WRITTEN TASK ▸ In the data below, copy the part that opens with the line containing "Practice. Find the arched" and closes with the line containing "point(496, 68)", swapping "one point to a line" for "one point per line" wherever it occurs and leaving everything else unchanged.

ROWS ▸

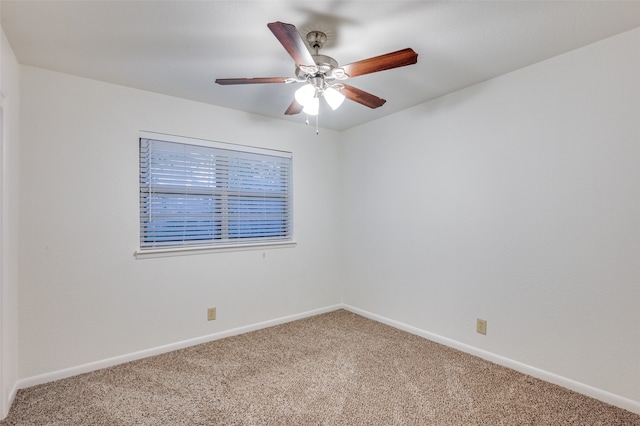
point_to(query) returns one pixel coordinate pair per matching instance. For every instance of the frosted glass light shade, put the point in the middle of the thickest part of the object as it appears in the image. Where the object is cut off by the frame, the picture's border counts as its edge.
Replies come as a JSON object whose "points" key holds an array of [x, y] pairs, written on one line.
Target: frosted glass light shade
{"points": [[312, 107], [305, 95], [333, 97]]}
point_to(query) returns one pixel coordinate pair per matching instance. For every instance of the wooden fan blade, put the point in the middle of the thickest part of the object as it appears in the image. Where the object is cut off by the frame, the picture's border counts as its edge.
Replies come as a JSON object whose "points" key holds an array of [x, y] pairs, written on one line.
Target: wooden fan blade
{"points": [[290, 39], [294, 108], [388, 61], [225, 81], [362, 97]]}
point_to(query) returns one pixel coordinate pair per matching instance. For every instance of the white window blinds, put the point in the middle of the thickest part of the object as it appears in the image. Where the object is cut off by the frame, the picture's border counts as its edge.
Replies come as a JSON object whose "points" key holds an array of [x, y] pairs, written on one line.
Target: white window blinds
{"points": [[194, 195]]}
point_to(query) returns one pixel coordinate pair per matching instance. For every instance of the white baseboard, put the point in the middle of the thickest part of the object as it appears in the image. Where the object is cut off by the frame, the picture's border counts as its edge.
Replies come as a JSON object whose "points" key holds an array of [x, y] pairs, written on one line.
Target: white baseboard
{"points": [[110, 362], [599, 394], [573, 385], [6, 407]]}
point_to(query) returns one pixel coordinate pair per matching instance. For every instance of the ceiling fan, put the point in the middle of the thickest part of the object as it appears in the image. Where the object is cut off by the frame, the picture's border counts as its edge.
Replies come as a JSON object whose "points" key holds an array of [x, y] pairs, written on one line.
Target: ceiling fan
{"points": [[322, 75]]}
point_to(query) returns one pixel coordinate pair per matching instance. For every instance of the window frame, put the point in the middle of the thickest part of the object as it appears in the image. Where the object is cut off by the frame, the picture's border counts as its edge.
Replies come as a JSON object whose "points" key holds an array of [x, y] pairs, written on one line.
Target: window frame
{"points": [[233, 244]]}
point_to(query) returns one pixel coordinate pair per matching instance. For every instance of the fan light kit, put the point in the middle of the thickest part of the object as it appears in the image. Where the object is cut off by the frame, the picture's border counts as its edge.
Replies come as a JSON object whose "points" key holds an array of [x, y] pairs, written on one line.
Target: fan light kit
{"points": [[321, 74]]}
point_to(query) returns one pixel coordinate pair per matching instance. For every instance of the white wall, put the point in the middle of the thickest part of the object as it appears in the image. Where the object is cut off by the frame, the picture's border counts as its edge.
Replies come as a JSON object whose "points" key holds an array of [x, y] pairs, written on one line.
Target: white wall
{"points": [[10, 110], [517, 201], [83, 295]]}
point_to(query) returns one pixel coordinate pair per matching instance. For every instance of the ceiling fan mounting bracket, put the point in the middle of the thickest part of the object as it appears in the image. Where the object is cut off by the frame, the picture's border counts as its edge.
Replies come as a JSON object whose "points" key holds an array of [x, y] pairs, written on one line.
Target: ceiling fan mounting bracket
{"points": [[316, 40]]}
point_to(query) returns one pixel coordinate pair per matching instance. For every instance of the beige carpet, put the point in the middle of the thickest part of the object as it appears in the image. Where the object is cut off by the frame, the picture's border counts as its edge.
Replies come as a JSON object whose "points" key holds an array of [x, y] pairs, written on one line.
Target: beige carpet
{"points": [[333, 369]]}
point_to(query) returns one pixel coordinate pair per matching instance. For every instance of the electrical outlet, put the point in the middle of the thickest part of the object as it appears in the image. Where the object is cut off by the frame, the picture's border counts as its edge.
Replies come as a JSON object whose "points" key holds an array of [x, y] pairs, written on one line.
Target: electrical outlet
{"points": [[211, 314], [481, 326]]}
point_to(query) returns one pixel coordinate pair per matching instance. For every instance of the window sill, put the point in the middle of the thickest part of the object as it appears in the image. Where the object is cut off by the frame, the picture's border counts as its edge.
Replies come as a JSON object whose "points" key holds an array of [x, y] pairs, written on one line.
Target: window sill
{"points": [[188, 251]]}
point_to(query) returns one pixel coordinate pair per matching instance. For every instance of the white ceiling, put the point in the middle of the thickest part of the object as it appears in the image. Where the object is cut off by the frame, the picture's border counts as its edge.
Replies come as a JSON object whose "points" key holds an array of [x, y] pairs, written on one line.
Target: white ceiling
{"points": [[180, 47]]}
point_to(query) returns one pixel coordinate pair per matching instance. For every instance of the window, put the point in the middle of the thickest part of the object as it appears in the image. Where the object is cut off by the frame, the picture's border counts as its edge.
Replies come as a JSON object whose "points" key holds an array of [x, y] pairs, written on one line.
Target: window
{"points": [[199, 193]]}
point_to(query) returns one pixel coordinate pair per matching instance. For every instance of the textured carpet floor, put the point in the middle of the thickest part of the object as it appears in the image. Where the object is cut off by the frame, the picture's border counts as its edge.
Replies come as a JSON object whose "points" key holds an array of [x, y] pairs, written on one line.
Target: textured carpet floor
{"points": [[333, 369]]}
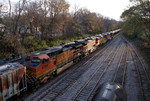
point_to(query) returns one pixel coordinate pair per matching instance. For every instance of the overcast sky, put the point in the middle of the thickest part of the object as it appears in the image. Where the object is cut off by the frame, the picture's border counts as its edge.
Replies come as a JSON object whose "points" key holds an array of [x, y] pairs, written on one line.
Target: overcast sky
{"points": [[109, 8]]}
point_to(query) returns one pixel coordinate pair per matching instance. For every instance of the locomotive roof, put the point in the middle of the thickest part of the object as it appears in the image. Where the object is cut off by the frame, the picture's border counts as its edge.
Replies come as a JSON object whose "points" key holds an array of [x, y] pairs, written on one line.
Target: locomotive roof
{"points": [[42, 56], [9, 67], [82, 41], [72, 45], [52, 49]]}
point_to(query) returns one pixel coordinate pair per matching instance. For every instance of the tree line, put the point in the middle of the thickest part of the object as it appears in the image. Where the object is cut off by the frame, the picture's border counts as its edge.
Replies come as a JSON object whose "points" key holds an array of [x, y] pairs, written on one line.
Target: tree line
{"points": [[136, 22], [35, 25]]}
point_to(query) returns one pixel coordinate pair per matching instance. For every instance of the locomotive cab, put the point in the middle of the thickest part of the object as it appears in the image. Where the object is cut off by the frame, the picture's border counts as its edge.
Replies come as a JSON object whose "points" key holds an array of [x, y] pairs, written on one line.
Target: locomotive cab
{"points": [[37, 65]]}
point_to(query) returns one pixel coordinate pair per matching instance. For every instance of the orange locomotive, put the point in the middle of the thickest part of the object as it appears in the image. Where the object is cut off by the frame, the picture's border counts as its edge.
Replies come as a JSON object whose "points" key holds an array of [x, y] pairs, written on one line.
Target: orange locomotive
{"points": [[43, 65]]}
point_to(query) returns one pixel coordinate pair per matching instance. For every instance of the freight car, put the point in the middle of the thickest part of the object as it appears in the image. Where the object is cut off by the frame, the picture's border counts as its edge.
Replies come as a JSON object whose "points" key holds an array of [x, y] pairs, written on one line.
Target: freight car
{"points": [[12, 80]]}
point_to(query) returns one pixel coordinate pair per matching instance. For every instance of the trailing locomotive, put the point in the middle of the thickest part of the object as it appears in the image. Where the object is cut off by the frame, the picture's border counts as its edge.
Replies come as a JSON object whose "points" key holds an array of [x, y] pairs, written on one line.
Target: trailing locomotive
{"points": [[38, 67]]}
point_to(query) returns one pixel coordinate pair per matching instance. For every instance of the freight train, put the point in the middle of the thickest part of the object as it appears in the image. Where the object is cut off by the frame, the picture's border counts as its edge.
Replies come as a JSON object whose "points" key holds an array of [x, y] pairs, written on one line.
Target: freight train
{"points": [[38, 67]]}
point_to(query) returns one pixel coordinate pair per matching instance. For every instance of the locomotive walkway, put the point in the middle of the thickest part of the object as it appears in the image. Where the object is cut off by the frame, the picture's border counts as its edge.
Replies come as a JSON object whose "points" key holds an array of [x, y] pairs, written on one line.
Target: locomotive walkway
{"points": [[117, 61]]}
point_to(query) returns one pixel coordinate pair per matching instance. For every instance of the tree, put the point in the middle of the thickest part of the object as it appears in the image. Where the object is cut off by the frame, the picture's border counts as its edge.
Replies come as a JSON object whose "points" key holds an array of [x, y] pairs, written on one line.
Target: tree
{"points": [[138, 17]]}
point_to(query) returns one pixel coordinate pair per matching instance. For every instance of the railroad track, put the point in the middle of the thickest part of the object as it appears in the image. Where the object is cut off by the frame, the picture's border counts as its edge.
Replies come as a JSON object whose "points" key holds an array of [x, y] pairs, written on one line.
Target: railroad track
{"points": [[86, 90], [143, 78], [62, 83]]}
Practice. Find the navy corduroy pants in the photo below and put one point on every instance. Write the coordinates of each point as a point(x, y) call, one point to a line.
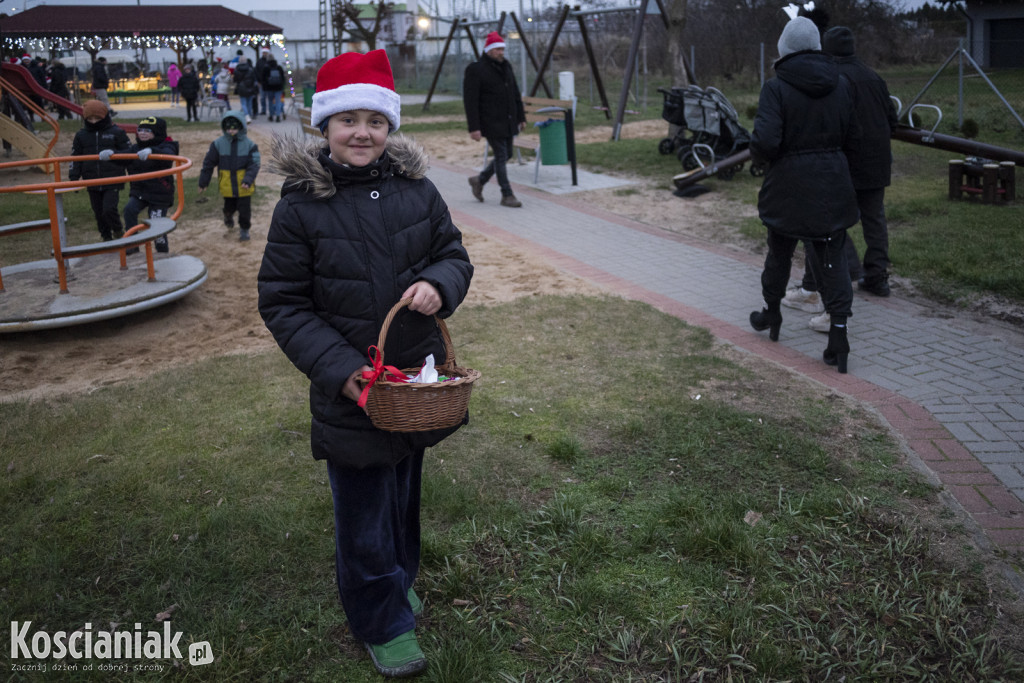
point(377, 545)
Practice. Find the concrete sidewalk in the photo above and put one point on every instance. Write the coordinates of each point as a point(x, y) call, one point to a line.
point(952, 388)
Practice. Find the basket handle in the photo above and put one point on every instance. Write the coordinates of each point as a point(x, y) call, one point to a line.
point(449, 349)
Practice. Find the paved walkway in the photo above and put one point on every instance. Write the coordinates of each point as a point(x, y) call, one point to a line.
point(951, 388)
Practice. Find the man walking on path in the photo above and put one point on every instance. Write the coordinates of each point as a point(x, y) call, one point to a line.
point(870, 159)
point(870, 167)
point(494, 111)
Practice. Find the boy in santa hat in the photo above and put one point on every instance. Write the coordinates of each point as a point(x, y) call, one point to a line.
point(359, 227)
point(494, 110)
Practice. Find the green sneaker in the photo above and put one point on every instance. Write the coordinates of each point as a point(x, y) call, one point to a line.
point(399, 657)
point(415, 602)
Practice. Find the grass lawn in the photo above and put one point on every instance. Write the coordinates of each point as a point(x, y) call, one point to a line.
point(630, 502)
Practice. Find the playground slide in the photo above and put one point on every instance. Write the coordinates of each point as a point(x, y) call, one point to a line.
point(19, 78)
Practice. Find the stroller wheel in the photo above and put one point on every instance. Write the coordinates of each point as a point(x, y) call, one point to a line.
point(689, 159)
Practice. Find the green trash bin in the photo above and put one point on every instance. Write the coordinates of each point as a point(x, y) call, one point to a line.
point(554, 150)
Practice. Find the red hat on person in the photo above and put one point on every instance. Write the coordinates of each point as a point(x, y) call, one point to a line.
point(354, 81)
point(495, 40)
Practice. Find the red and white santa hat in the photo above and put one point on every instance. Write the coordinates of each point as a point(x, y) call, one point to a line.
point(495, 40)
point(354, 81)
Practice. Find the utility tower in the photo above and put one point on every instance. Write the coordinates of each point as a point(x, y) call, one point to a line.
point(329, 47)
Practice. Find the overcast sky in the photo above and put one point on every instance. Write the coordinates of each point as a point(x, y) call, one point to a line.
point(245, 6)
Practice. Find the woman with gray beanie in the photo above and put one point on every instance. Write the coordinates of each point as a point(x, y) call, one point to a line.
point(804, 123)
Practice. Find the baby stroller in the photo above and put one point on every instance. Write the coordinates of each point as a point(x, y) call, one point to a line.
point(702, 117)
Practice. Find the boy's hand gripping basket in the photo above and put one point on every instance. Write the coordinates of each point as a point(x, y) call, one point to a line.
point(403, 407)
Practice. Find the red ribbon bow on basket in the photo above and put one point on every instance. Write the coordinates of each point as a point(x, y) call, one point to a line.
point(390, 373)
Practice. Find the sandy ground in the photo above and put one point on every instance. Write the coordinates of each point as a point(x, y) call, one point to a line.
point(220, 317)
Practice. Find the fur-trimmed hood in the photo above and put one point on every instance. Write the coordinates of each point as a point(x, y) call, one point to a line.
point(298, 159)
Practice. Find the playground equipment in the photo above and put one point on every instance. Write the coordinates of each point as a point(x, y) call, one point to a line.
point(905, 133)
point(88, 285)
point(17, 83)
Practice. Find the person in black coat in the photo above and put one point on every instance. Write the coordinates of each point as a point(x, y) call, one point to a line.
point(100, 136)
point(189, 88)
point(245, 87)
point(494, 110)
point(870, 159)
point(261, 66)
point(157, 195)
point(803, 125)
point(273, 83)
point(357, 228)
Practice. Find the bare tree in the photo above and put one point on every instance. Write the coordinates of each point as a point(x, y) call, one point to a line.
point(346, 17)
point(676, 10)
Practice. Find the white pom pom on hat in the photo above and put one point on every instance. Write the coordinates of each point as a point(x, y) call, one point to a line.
point(799, 35)
point(355, 81)
point(494, 41)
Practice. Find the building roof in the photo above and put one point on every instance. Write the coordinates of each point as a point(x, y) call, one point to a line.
point(112, 20)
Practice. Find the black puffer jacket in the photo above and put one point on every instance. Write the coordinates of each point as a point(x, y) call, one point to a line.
point(870, 156)
point(91, 139)
point(492, 99)
point(804, 123)
point(344, 244)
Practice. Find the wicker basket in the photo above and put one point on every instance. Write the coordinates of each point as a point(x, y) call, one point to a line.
point(400, 407)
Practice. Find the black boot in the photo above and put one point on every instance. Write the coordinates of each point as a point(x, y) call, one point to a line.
point(768, 318)
point(839, 346)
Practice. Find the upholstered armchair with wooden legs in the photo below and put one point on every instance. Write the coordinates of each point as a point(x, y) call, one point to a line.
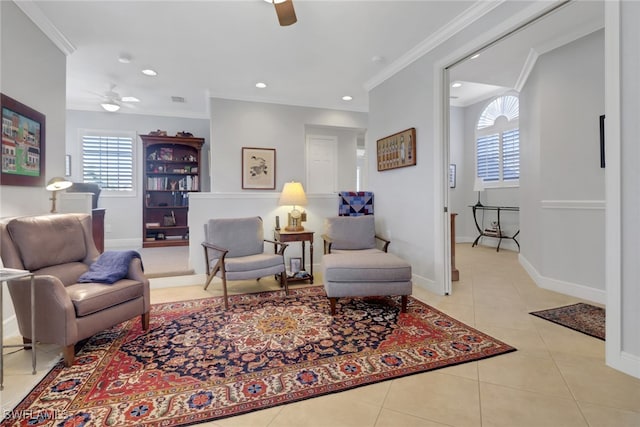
point(234, 250)
point(59, 249)
point(353, 265)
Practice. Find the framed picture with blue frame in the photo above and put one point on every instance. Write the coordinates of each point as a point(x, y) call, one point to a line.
point(23, 144)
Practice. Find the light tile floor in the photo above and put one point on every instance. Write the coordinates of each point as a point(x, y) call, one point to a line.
point(557, 377)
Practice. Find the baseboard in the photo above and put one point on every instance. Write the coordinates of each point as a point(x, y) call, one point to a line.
point(427, 284)
point(567, 288)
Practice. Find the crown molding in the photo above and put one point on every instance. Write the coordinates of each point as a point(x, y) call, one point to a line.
point(534, 53)
point(36, 15)
point(469, 16)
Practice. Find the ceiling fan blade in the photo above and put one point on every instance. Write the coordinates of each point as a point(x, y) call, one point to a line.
point(286, 13)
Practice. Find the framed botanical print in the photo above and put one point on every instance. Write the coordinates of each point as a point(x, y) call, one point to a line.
point(258, 168)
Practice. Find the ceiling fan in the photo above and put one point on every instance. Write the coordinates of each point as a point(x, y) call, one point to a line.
point(112, 101)
point(285, 11)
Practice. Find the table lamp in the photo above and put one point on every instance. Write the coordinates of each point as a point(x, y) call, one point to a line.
point(54, 185)
point(479, 187)
point(293, 194)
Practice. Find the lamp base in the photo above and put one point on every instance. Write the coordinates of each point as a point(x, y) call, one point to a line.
point(294, 223)
point(477, 205)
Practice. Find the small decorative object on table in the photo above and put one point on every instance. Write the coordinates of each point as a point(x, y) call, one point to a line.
point(295, 265)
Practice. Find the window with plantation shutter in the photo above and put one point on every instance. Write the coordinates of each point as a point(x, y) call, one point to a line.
point(107, 160)
point(498, 142)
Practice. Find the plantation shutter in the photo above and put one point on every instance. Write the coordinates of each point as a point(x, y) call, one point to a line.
point(488, 159)
point(108, 161)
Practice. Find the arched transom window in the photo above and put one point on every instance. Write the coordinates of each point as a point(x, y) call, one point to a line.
point(498, 142)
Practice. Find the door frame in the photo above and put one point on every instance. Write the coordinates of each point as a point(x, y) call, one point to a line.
point(334, 144)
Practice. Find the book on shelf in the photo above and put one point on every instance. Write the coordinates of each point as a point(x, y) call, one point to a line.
point(166, 153)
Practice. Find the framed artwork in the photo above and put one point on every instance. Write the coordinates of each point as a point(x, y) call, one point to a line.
point(23, 144)
point(295, 265)
point(258, 168)
point(452, 176)
point(397, 150)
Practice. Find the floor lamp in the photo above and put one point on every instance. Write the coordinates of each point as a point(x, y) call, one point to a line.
point(54, 185)
point(479, 187)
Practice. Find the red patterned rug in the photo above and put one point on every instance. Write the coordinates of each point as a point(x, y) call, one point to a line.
point(581, 317)
point(199, 362)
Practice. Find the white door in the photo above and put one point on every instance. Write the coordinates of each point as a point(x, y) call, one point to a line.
point(322, 161)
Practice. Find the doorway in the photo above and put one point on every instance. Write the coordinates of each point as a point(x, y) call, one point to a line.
point(496, 68)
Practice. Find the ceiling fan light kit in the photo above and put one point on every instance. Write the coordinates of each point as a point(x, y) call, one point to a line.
point(110, 106)
point(285, 11)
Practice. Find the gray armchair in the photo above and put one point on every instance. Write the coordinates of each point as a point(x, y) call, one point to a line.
point(58, 249)
point(352, 233)
point(356, 263)
point(234, 250)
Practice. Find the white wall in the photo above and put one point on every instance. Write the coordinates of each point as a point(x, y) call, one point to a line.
point(237, 124)
point(410, 199)
point(347, 159)
point(22, 78)
point(123, 214)
point(563, 226)
point(630, 150)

WRITTEN ANSWER ▸
Practice. Find the arched transom window in the photo above and put one point on every instance. Write the coordinates of each point as a point(x, y) call, one point per line.
point(498, 142)
Practice. Find the door frame in the photo above and put one point on every instance. Write the coordinates of each point as a point(x, y) call, one point per line.
point(334, 144)
Practice. Find the book on shelf in the photo above and put one point on every instance. Write the coordinates of each point as a point(x, y) call, one point per line.
point(166, 153)
Practice. Find the framed artwork in the photo above and put one point on every instance. Write the coordinates of each point as a point(x, y) call, one point per line.
point(23, 144)
point(295, 265)
point(258, 168)
point(452, 176)
point(397, 150)
Practice. Find the floor lamp in the photo above and put one point on every instance. Write the coordinates of each point as a point(x, y) call, one point per line.
point(54, 185)
point(479, 187)
Practice. Find the red patterned rug in the photo above and put one point on every instance. Write the coordinates of each point as a point(x, y) call, one point per line.
point(581, 317)
point(199, 362)
Practice. Find the white door in the photo above and put one point on every instance. Write the coordinates of each point as a point(x, y) call, one point per line.
point(322, 161)
Practice. Find the doorway in the photo above and put one point on every instance. Write the coordinates of each point as a point(x, y) call, one point per line.
point(496, 68)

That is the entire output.